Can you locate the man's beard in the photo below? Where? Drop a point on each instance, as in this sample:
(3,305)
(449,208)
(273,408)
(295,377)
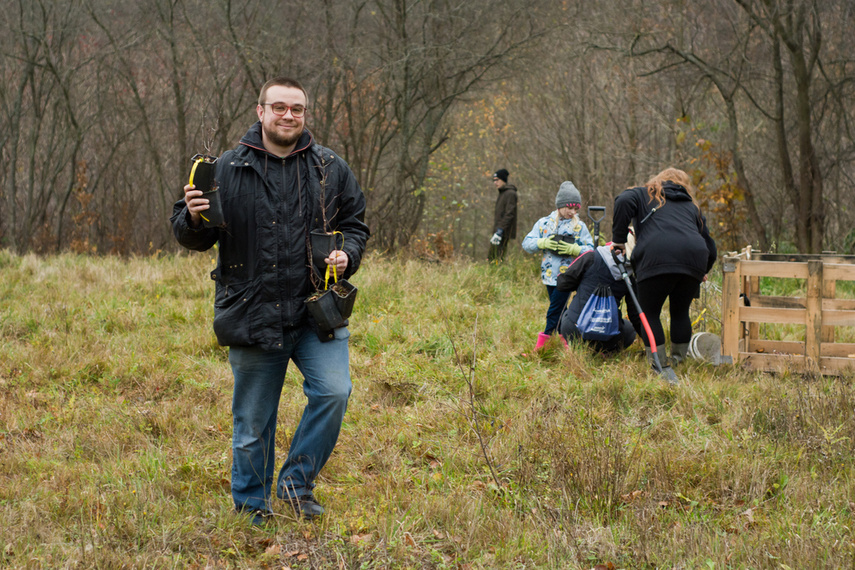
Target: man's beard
(282,140)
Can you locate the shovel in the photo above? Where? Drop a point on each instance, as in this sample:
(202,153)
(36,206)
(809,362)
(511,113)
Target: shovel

════════════════════

# What is needed:
List all lines in the material containing the string "point".

# Output of the task:
Can you locate the man's beard in the photo below? Where? Drop a point on each instance, as in this sample:
Can you locate the shovel in the photo above? Where? Drop a point on each instance, as in this sample:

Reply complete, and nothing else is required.